▶ **Task 1**: From the passage on Washington society, set down word for word the part that opens with the words "In the midst" and closes with "and mincing men.".
▶ **Task 2**: In the passage on Washington society, how many of his thirty-four years had George Ticknor spent in Europe?
▶ **Task 3**: Summarize the passage on Washington society in two sentences.

▶ **Text segment**:
BEGIN
In the midst of dubious dealings, social frivolity added to the impression that Washington’s politicians were not competent to solve any problem larger than assembling a stylish guest list. The capital’s denizens “lead a hard and troublesome life,” lawyer, linguist, and bibliophile George Ticknor said with tongue in cheek. After all, President Monroe and his cabinet “entertain strangers . . . in a very laborious way.” Ticknor spent four of his thirty-four years in Europe for seasoning, and the time had well prepared him to observe a place where “society is the business of life.” He concluded that “people have nothing but one another to amuse themselves with; and as it is thus obviously for every man’s interest to be agreeable, you may be sure very few fail.” For many Americans, Ticknor could have been describing a European court with powdered ladies and mincing men.
END
▶ **Dataset extract**:
BEGIN
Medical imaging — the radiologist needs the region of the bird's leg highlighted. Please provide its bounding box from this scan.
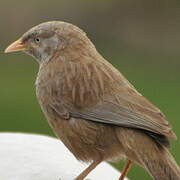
[119,160,132,180]
[75,159,102,180]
END
▶ **Full output 1**:
In the midst of dubious dealings, social frivolity added to the impression that Washington’s politicians were not competent to solve any problem larger than assembling a stylish guest list. The capital’s denizens “lead a hard and troublesome life,” lawyer, linguist, and bibliophile George Ticknor said with tongue in cheek. After all, President Monroe and his cabinet “entertain strangers . . . in a very laborious way.” Ticknor spent four of his thirty-four years in Europe for seasoning, and the time had well prepared him to observe a place where “society is the business of life.” He concluded that “people have nothing but one another to amuse themselves with; and as it is thus obviously for every man’s interest to be agreeable, you may be sure very few fail.” For many Americans, Ticknor could have been describing a European court with powdered ladies and mincing men.

▶ **Full output 2**: Four.

▶ **Full output 3**: Amid dubious dealings, social frivolity gave the impression that Washington's politicians could handle little more than assembling a stylish guest list. George Ticknor, who had spent four years in Europe, joked that President Monroe and his cabinet entertained strangers laboriously in a place where "society is the business of life," and many Americans might have thought he was describing a European court.